Please continue the passage below on wooden churches and synagogues in Eastern Europe, picking up after its final sentence.
start Quoted passage
We may also consider the longitudinal ordering of three log-built towers with the central one highest as one of the results of Nikon’s reforms. This form became widespread mainly in Ukraine. Their tall slim spires tower above the left bank of the Dnieper River (in some places there are three or five of them together with the central one highest, and the cathedral in Novomoskovsk has nine spires), but from the right bank of the Dnieper to the Carpathians their architecture is lower and more compact. Cross-shaped floor plans with one central steeple have been preserved on the right bank of the Dniester on the northeast side of the Carpathian bend. The whole right bank of the Dnieper belonged to Poland until the 1870s, and later the Galician part belonged to Austria. Conflicts of political interest between the bishoprics of Kiev and Moscow led to seeing possibilities for winning ecclesiastical autonomy for Western Ukraine and Belarus by establishing an independent patriarchate in Lvov. The result of doing this was the development of the new Eastern Catholic Church (also called Uniate, Greek Catholic, Byzantine Catholic or Oriental Catholic), which retained the Catholic liturgy and submitted to the authority of the Pope in Rome. It influenced the architecture of wooden churches in Belarus, Northwest Ukraine, and later also in the Transcarpathian region, Northern Romania and in the Slovak-Polish border area. The Eastern Catholic Church promoted an architecture featuring a high western tower with the three log-unit church according to the Roman Catholic model. In the westernmost reaches of Eastern Christianity this fundamentally transformed the silhouette of churches. The nave lost its dominance as the highest part of its symmetrical profile and instead of it the western tower was emphasized. With this the Christological symbolism of the nave was lost. When in the19th century the Russian occupation of Belarus and Eastern Poland renewed the Orthodox tradition, their new churches were also built with a highest western steeple. This was, however, a completely different type derived from the tradition of the so-called New Moscow style that was promoted as part of the Western European orientation of Czar Peter I. The political and cultural cooperation of the Czar’s court with Prussia opened the way for the East to classicist architecture.
Of the great number of wooden synagogues in Europe, none have been preserved. Anti-Semitic ideology caused their systematic destruction by arson in all the countries occupied by the German army in the Second World War. Most of them had stood on the territories of today’s Poland, Lithuania, Western Belarus and Ukraine. They were houses of worship with a large sacral space and multistoried vestibule. Their upper story served for the participation of women during worship services, and larger buildings had this upper area extended even to the side walls. However, visual contact between the two sexes was always rendered impossible. The architecture of synagogues in the 18th century attained a high standard. Their large buildings featured exquisitely rendered external stairways, rich roof variations on a high hipped end and complex arch structures inside. After the annexation of Galicia to Austria the position of the Jewish population worsened and many families left for Hungary (to Slovakia and then into the Magyar territories). Several wooden synagogues from Northern Slovakia have been documented because they perished after the war.
end Quoted passage
start Stored data
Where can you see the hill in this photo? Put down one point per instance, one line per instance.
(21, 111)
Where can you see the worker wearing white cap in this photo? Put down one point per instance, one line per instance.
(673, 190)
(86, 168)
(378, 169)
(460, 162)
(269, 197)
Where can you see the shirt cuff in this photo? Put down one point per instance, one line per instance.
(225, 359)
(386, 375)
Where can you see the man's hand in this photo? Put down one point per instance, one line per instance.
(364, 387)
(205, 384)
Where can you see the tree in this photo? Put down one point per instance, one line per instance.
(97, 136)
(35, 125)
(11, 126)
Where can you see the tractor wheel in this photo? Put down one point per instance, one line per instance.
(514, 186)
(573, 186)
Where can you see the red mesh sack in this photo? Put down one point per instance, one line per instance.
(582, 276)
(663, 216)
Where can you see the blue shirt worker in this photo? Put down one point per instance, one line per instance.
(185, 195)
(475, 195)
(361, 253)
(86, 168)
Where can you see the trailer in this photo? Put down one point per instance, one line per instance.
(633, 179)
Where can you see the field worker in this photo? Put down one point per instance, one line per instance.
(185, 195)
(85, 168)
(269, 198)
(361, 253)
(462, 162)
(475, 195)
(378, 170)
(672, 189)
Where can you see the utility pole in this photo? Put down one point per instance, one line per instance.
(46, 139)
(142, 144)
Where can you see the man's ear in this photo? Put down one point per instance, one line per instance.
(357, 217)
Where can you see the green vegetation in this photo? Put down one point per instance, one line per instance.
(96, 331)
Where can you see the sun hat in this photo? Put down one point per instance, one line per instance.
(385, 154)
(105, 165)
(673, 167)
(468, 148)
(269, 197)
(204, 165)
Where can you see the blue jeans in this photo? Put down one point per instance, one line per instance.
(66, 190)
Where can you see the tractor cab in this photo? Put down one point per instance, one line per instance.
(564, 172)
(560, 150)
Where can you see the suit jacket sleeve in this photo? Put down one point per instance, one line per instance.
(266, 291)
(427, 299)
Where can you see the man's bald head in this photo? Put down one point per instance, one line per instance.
end Stored data
◆ The answer:
Mosques are mostly found in Europe in the Balkans where during the time of the Ottoman occupation a Muslim population settled and where some Christians converted to Islam. Therefore, until recent times wooden mosques and minarets were preserved in Bosnia, Montenegro, Kosovo and exceptionally also in Southeast Romania. These buildings ranged from miniature to vast depending on the number of worshippers. They had a square floor plan, a pyramidal roof and a division of internal space similar to that in the synagogues. An interesting compromise between Islam and Judaism is represented by the mosques of the members of the sect of Karaims. This Tatar population from the Middle Volga region was re-settled in the borderlands of Poland, Lithuania and Belarus. Two of their wooden mosques have been preserved in northeast Poland and one in Lithuania.

The second part of this book’s readership orients itself in the changes in the interior appointments of wooden churches, in the symbolism of the wall paintings and the Eastern Christian iconostasis. The parish priest, as the bearer of theological knowledge both of the popular religious conceptions and also of the official dogma of his church, had the task of designing the whole liturgical environment. Some educated priests created sophisticated iconological programs for the paintings inside their churches and for the altar, and some of them were able to implement designs that were faithful to the traditions that had been handed down for centuries among their parishioners. Painters (and in Roman Catholic churches also sculptors) mostly worked in stone churches and their creations were dependent on models given within established styles. The level of the masters’ instruction was various. It was usually the main master who took commissions, and in the area where he was to work he found assistants who already had some experience in wall painting. These assistants learned from doing this work and perhaps later accepted jobs themselves in less demanding locales. They used sketches that they had copied and enlarged and templates that the master protected against theft by his competitors.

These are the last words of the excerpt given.